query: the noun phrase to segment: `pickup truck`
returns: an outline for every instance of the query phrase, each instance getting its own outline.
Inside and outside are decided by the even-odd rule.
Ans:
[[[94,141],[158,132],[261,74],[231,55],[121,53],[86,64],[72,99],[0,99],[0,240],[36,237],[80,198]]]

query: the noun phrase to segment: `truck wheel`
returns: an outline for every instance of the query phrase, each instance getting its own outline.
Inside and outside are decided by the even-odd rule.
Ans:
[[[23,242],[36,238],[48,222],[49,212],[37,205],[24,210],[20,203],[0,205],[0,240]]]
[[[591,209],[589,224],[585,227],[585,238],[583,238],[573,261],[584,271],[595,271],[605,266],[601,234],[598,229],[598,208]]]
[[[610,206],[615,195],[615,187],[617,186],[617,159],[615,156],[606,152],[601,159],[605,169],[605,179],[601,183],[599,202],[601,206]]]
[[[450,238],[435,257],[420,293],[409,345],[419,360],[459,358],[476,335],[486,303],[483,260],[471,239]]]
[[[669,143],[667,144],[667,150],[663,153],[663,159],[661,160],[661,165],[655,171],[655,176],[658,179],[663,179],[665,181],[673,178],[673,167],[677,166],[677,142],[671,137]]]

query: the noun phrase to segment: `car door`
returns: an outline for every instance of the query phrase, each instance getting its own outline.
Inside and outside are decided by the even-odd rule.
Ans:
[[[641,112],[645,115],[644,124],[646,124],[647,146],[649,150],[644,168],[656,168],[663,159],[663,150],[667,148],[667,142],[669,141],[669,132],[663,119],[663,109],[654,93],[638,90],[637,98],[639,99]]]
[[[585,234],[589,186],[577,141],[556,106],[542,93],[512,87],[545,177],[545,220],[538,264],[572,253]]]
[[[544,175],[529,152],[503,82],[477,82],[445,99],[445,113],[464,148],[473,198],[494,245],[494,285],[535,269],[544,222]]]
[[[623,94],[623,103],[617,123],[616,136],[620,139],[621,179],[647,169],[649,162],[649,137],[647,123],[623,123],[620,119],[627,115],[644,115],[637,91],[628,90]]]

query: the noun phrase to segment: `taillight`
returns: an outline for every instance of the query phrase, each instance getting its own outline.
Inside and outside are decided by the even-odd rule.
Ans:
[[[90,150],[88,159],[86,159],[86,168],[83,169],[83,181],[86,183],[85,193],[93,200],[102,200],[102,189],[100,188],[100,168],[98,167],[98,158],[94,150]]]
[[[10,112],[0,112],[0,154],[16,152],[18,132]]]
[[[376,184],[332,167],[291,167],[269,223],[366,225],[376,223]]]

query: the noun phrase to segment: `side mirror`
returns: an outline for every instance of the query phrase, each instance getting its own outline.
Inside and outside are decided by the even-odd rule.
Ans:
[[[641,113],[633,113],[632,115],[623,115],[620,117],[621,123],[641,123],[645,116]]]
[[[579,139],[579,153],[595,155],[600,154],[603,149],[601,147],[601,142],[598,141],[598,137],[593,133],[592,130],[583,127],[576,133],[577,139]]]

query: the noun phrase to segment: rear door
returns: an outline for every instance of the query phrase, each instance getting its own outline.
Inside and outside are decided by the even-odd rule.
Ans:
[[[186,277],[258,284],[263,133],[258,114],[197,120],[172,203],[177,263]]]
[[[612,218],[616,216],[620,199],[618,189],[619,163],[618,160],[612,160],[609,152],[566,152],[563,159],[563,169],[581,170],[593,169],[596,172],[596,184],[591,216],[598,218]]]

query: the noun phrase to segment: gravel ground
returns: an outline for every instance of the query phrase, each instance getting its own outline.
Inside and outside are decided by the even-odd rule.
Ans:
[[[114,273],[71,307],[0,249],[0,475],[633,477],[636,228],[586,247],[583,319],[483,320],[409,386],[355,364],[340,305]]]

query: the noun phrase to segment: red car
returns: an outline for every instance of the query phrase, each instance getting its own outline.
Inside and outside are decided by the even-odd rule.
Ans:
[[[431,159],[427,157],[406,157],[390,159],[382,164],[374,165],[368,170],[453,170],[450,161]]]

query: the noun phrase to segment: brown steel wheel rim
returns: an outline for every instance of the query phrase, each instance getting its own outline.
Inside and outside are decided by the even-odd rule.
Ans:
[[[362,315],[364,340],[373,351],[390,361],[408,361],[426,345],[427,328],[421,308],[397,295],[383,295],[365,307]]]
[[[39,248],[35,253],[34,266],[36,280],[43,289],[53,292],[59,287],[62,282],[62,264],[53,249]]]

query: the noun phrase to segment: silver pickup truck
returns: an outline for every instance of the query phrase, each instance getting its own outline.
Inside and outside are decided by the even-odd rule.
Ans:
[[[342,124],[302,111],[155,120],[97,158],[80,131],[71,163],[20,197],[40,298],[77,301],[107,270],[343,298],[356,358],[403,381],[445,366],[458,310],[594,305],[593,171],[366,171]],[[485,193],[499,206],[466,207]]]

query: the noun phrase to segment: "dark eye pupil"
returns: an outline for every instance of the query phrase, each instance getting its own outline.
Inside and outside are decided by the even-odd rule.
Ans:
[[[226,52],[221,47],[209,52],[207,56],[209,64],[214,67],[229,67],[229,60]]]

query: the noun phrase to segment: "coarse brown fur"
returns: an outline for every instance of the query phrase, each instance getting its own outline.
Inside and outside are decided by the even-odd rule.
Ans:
__________
> [Task requirements]: Copy out the material above in its entirety. Every detail must match.

> [Written solution]:
query: the noun phrase to segment: `pickup truck`
returns: an outline for every instance of the query phrase, each instance getting its own outline.
Inside and outside are decided by the even-odd rule.
Ans:
[[[94,141],[158,132],[261,74],[231,55],[121,53],[86,64],[72,99],[0,99],[0,240],[36,237],[80,198]]]

query: the noun phrase to segment: `truck wheel`
returns: an outline for every instance of the query phrase, each instance getting its own outline.
Inside and outside are decided by the even-odd rule.
Ans:
[[[23,242],[36,238],[48,222],[49,212],[37,205],[24,210],[20,203],[0,205],[0,240]]]
[[[591,209],[589,224],[585,227],[585,238],[583,238],[573,261],[584,271],[595,271],[605,266],[601,234],[598,229],[598,208]]]
[[[610,206],[615,195],[615,187],[617,186],[617,159],[615,156],[606,152],[601,159],[605,169],[605,179],[601,183],[599,202],[601,206]]]
[[[450,238],[435,257],[420,293],[409,345],[419,360],[459,358],[476,335],[486,303],[483,260],[471,239]]]
[[[669,143],[667,144],[667,150],[663,153],[663,159],[661,160],[661,165],[655,171],[655,176],[658,179],[663,179],[665,181],[673,178],[673,167],[677,166],[677,142],[671,137]]]

query: the noun phrase to segment: `car door`
returns: an outline for every instance of the query phrase, each instance getting its own outline.
Inside and outside are decided by the even-odd rule.
Ans:
[[[641,112],[645,115],[644,124],[646,124],[647,146],[649,150],[644,168],[656,168],[663,159],[663,150],[667,148],[667,142],[669,141],[669,132],[663,119],[663,109],[654,93],[638,90],[637,98],[639,99]]]
[[[585,234],[589,186],[577,141],[556,106],[542,93],[512,87],[545,177],[545,220],[538,264],[572,253]]]
[[[544,175],[529,152],[503,82],[477,82],[445,99],[445,113],[464,148],[473,198],[494,245],[494,285],[535,269],[544,222]]]
[[[623,94],[623,103],[617,123],[616,136],[620,139],[621,179],[647,169],[649,162],[649,137],[647,123],[623,123],[620,119],[627,115],[644,115],[637,91],[628,90]]]

query: the noun phrase to segment: `taillight`
returns: an outline for every instance of the query phrase, each instance getting its own outline.
Inside and outside are decided by the even-odd rule.
Ans:
[[[90,150],[88,159],[86,159],[86,168],[83,169],[83,181],[86,183],[85,193],[93,200],[102,200],[102,189],[100,188],[100,168],[98,167],[98,158],[94,150]]]
[[[10,112],[0,112],[0,154],[16,152],[18,132]]]
[[[376,184],[332,167],[291,167],[269,223],[366,225],[376,223]]]

query: the noun phrase to segment: `side mirror`
returns: an outline for every instance of the query phrase, each instance getting its own outline.
Inside and outside are decided by the even-odd rule.
Ans:
[[[641,113],[633,113],[632,115],[623,115],[620,117],[621,123],[641,123],[645,116]]]
[[[579,139],[579,153],[595,155],[600,154],[603,149],[601,147],[601,142],[598,141],[598,137],[593,133],[592,130],[583,127],[576,133],[577,139]]]

query: the noun phrase to segment: rear door
returns: an outline for every instance of the query phrase, each instance getting its own outline.
Inside and outside are decided by the even-odd rule.
Ans:
[[[186,277],[258,284],[263,133],[258,114],[197,120],[172,203],[177,263]]]
[[[612,218],[616,216],[620,199],[618,189],[619,163],[618,160],[612,160],[609,152],[566,152],[563,159],[563,169],[581,170],[593,169],[596,172],[596,184],[591,216],[598,218]]]

query: the noun phrase to segment: gravel ground
returns: an outline for every instance of the query phrase, each instance getting its own outline.
Inside and outside are decided by the even-odd rule.
Ans:
[[[114,273],[71,307],[0,249],[0,475],[633,477],[636,228],[586,247],[583,319],[483,320],[409,386],[355,364],[340,305]]]

query: the noun phrase to segment: red car
returns: an outline for every instance of the query phrase, each instance getting its own outline.
Inside and outside are decided by the even-odd rule.
Ans:
[[[431,159],[427,157],[406,157],[390,159],[382,164],[374,165],[368,170],[453,170],[450,161]]]

query: the noun phrase to segment: brown steel wheel rim
returns: an outline for every instance of the query phrase, each instance getting its own outline.
Inside and outside are decided by the even-odd rule.
Ans:
[[[362,315],[364,340],[373,351],[390,361],[408,361],[426,345],[427,328],[421,308],[397,295],[383,295],[365,307]]]
[[[39,248],[35,253],[34,266],[36,280],[43,289],[53,292],[59,287],[62,282],[62,264],[53,249]]]

query: the noun phrase to segment: silver pickup truck
returns: an outline for every instance of the query phrase, each instance getting its own outline.
Inside and outside are decided by the even-odd rule.
Ans:
[[[342,124],[302,111],[155,120],[97,158],[80,131],[71,163],[20,197],[40,298],[77,301],[107,270],[343,298],[356,358],[403,381],[445,366],[458,310],[594,305],[593,171],[366,171]],[[485,193],[499,206],[466,207]]]

query: the noun phrase to segment: "dark eye pupil"
returns: an outline for every instance of the query phrase, each instance getting its own outline.
Inside and outside are decided by the even-odd rule.
Ans:
[[[226,52],[221,47],[209,52],[207,56],[209,64],[214,67],[229,67],[229,60]]]

query: the noun phrase to segment: "coarse brown fur"
returns: an outline for every instance of the query phrase, each instance getting its own outline.
Inside and outside are decided by the even-odd rule.
Ans:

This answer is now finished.